**Estratto:**
######
La musica di "Dojo Song" è definita come un'esperienza sonora che gioca tra realtà e fantasia. Come scegliete gli elementi sonori per costruire queste atmosfere?
Diciamo che scegliamo i suoni un po’ come si fa con gli ingredienti per una pozione: mescoliamo quello che ci incuriosisce, anche se all’inizio sembra non avere senso. Un synth strano, un rumore ambientale, una linea di basso che sembra uscita da un sogno sbagliato… tutto può diventare parte del nostro piccolo universo. L’obiettivo è sempre creare uno spazio dove la realtà si piega un po’, dove chi ascolta possa sentirsi sospeso tra il familiare e l’inatteso. È un equilibrio instabile, ma ci piace proprio per quello. Come stare in bilico su un asteroide orbitante.

Come lavorate insieme come band per creare un pezzo che unisce improvvisazione e intenzionalità, specialmente in un brano così visionario?
Con un misto di caos organizzato e telepatia da sala prove. Iniziamo spesso improvvisando, lasciando che le idee escano un po’ a casaccio, come se stessimo cercando segnali alieni con una radio rotta. Poi, quando qualcosa risuona, ci fermiamo e la trattiamo con cura come si fa con un animale da addomesticare: la osserviamo, la nutriamo, a volte la lasciamo andare. L’intenzionalità arriva dopo, quasi sempre in ritardo, ma arriva: è quella che ci aiuta a dare una forma, a capire che quell’assolo strampalato o quel silenzio imbarazzante avevano in realtà un senso. Lavorare insieme è un po’ come sognare in gruppo, ognuno porta la sua visione, ma alla fine si costruisce un mondo comune dove tutto, anche l’assurdo, trova posto.
######
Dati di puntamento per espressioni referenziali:
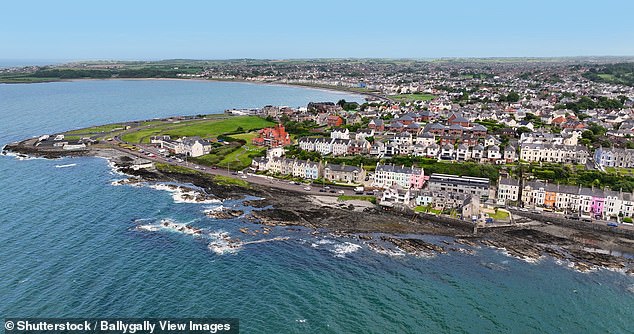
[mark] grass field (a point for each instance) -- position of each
(241, 158)
(97, 129)
(412, 97)
(426, 209)
(499, 215)
(210, 128)
(229, 181)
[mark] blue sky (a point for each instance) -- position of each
(114, 29)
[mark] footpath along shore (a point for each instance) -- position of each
(289, 205)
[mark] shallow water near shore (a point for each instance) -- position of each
(70, 243)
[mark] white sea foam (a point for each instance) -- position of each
(127, 182)
(213, 209)
(171, 225)
(221, 243)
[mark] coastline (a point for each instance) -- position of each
(376, 227)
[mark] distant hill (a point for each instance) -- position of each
(621, 73)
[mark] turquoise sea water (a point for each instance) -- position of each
(70, 243)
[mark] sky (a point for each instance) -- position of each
(268, 29)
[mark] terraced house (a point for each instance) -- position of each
(554, 153)
(406, 177)
(598, 203)
(614, 157)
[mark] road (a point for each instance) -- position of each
(553, 215)
(251, 178)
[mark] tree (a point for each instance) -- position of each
(522, 130)
(512, 97)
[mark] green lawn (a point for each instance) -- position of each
(499, 215)
(241, 158)
(412, 97)
(210, 128)
(97, 129)
(424, 209)
(163, 167)
(371, 199)
(217, 155)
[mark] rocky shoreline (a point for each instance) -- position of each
(280, 207)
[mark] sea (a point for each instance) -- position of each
(73, 243)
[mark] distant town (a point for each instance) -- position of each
(469, 139)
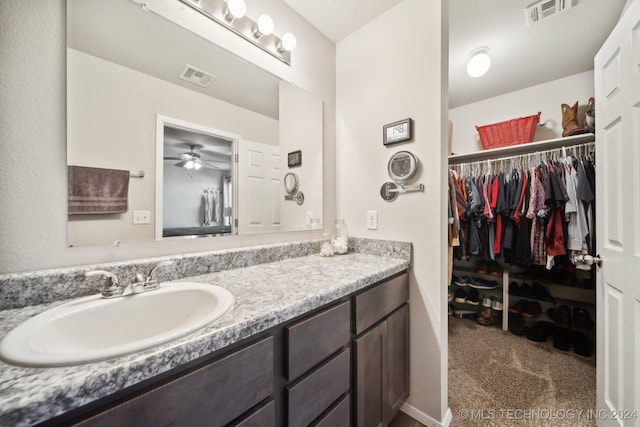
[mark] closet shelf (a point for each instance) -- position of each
(549, 144)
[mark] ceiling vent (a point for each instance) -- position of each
(196, 76)
(543, 9)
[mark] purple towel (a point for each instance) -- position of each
(97, 190)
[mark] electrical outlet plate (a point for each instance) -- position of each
(372, 220)
(142, 217)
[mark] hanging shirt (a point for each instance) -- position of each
(577, 228)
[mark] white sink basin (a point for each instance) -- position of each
(93, 328)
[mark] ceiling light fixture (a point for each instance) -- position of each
(288, 43)
(231, 14)
(236, 9)
(264, 27)
(479, 63)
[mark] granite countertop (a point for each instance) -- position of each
(265, 296)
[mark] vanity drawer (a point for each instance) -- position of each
(374, 304)
(338, 416)
(213, 395)
(263, 417)
(317, 337)
(314, 394)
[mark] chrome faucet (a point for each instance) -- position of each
(151, 282)
(112, 287)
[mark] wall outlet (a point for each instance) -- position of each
(372, 220)
(142, 217)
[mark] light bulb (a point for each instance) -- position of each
(479, 63)
(237, 8)
(265, 25)
(289, 42)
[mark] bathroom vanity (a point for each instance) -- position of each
(309, 340)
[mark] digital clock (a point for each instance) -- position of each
(294, 158)
(397, 132)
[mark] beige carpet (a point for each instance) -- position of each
(499, 379)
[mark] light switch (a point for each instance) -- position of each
(372, 220)
(142, 217)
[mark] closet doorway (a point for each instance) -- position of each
(492, 371)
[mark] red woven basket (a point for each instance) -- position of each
(510, 132)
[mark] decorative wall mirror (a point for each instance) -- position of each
(119, 82)
(402, 166)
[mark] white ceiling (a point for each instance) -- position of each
(556, 47)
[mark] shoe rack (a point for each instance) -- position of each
(513, 287)
(493, 273)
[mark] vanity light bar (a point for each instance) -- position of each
(243, 26)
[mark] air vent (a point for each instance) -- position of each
(196, 76)
(543, 9)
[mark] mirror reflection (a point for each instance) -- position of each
(144, 94)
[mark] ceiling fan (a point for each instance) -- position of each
(192, 160)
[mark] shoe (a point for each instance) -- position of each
(461, 281)
(464, 314)
(525, 291)
(481, 267)
(516, 324)
(460, 296)
(473, 297)
(519, 307)
(582, 319)
(561, 315)
(495, 269)
(570, 121)
(581, 344)
(514, 289)
(483, 284)
(539, 292)
(541, 331)
(486, 317)
(533, 309)
(562, 339)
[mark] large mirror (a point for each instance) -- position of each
(209, 131)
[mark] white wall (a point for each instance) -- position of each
(33, 212)
(393, 68)
(545, 98)
(300, 129)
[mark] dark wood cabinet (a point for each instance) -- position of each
(381, 353)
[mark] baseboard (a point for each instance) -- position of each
(424, 418)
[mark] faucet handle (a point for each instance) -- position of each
(112, 286)
(152, 281)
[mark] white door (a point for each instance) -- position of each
(617, 90)
(259, 189)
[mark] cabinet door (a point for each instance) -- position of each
(370, 355)
(398, 356)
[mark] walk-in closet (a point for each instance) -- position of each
(522, 276)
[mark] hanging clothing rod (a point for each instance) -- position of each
(526, 160)
(513, 150)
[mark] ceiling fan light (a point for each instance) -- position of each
(479, 63)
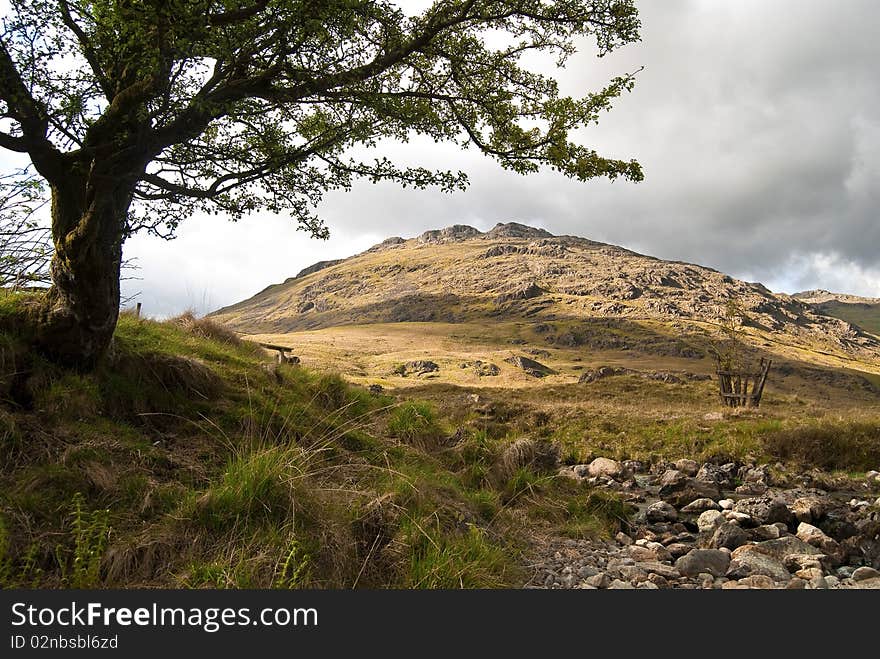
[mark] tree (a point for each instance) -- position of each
(25, 245)
(139, 112)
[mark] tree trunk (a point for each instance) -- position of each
(79, 316)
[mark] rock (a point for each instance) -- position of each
(808, 509)
(672, 478)
(617, 584)
(623, 539)
(864, 573)
(809, 573)
(709, 521)
(661, 511)
(700, 505)
(688, 491)
(581, 471)
(746, 561)
(586, 571)
(678, 549)
(658, 580)
(729, 535)
(740, 518)
(418, 367)
(605, 467)
(530, 366)
(796, 562)
(713, 561)
(765, 510)
(766, 532)
(722, 475)
(758, 582)
(817, 538)
(600, 580)
(785, 546)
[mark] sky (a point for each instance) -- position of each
(757, 124)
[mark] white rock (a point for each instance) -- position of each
(710, 520)
(605, 467)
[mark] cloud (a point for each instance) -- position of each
(757, 123)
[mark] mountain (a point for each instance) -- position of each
(462, 275)
(861, 311)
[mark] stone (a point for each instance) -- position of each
(816, 537)
(740, 518)
(808, 509)
(758, 582)
(661, 511)
(587, 571)
(617, 584)
(809, 573)
(764, 510)
(605, 467)
(796, 562)
(729, 535)
(721, 475)
(658, 580)
(710, 520)
(766, 532)
(623, 539)
(746, 561)
(700, 505)
(713, 561)
(678, 549)
(689, 467)
(864, 573)
(600, 580)
(656, 567)
(688, 491)
(673, 477)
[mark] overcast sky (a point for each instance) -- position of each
(757, 123)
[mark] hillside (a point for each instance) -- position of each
(861, 311)
(477, 296)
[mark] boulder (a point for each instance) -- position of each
(710, 520)
(700, 505)
(688, 491)
(808, 509)
(604, 467)
(698, 561)
(729, 535)
(660, 511)
(747, 561)
(765, 510)
(816, 537)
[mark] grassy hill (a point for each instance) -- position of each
(189, 459)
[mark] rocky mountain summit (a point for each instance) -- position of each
(460, 274)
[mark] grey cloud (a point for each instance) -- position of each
(758, 124)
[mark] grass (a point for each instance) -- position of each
(189, 459)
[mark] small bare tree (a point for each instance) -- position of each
(25, 242)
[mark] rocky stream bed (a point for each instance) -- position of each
(721, 526)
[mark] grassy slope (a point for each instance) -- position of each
(187, 461)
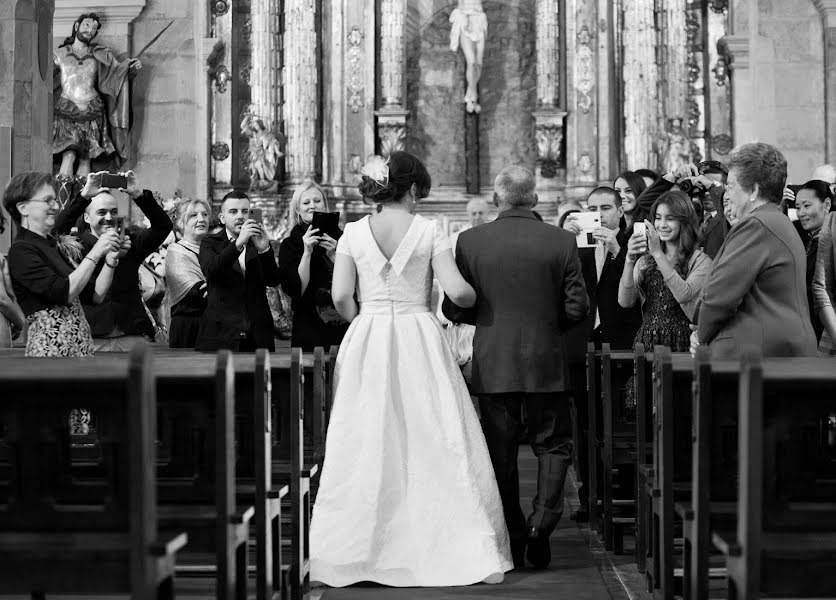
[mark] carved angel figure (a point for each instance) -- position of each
(264, 152)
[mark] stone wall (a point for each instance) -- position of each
(163, 149)
(436, 86)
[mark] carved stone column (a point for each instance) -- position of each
(827, 8)
(548, 118)
(264, 76)
(640, 84)
(391, 118)
(301, 85)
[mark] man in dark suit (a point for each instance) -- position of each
(602, 266)
(238, 266)
(530, 291)
(122, 320)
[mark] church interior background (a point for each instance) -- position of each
(576, 90)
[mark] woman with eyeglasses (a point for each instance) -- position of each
(49, 275)
(12, 320)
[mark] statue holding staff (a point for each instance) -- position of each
(469, 30)
(91, 101)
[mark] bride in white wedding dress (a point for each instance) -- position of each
(407, 495)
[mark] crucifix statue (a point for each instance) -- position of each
(469, 30)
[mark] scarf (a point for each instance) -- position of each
(182, 271)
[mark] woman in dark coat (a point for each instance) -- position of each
(306, 259)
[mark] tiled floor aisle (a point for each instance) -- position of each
(574, 573)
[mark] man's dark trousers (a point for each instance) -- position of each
(550, 436)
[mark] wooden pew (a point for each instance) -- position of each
(785, 539)
(196, 481)
(105, 538)
(670, 478)
(618, 447)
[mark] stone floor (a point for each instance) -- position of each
(580, 567)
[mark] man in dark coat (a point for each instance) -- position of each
(239, 265)
(530, 291)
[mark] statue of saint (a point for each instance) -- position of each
(91, 101)
(469, 30)
(264, 153)
(677, 150)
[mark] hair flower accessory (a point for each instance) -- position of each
(377, 169)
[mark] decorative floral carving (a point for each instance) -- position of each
(355, 69)
(392, 136)
(220, 151)
(718, 6)
(722, 143)
(584, 69)
(721, 71)
(585, 163)
(549, 149)
(220, 7)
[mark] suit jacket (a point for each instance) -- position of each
(618, 325)
(529, 291)
(715, 233)
(756, 293)
(237, 302)
(122, 308)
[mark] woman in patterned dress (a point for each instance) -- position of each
(666, 271)
(50, 275)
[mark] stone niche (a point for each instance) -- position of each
(436, 84)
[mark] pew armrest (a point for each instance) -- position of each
(726, 542)
(243, 516)
(279, 493)
(169, 544)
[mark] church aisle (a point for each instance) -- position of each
(573, 573)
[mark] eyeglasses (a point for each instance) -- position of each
(49, 200)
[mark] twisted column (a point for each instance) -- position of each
(301, 85)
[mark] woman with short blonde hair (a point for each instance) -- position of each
(185, 298)
(306, 257)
######
Trascrivi dall'estratto su "Dojo Song" il passo che va da "La musica di" fino a "un asteroide orbitante." compreso.

**La soluzione:**
La musica di "Dojo Song" è definita come un'esperienza sonora che gioca tra realtà e fantasia. Come scegliete gli elementi sonori per costruire queste atmosfere?
Diciamo che scegliamo i suoni un po’ come si fa con gli ingredienti per una pozione: mescoliamo quello che ci incuriosisce, anche se all’inizio sembra non avere senso. Un synth strano, un rumore ambientale, una linea di basso che sembra uscita da un sogno sbagliato… tutto può diventare parte del nostro piccolo universo. L’obiettivo è sempre creare uno spazio dove la realtà si piega un po’, dove chi ascolta possa sentirsi sospeso tra il familiare e l’inatteso. È un equilibrio instabile, ma ci piace proprio per quello. Come stare in bilico su un asteroide orbitante.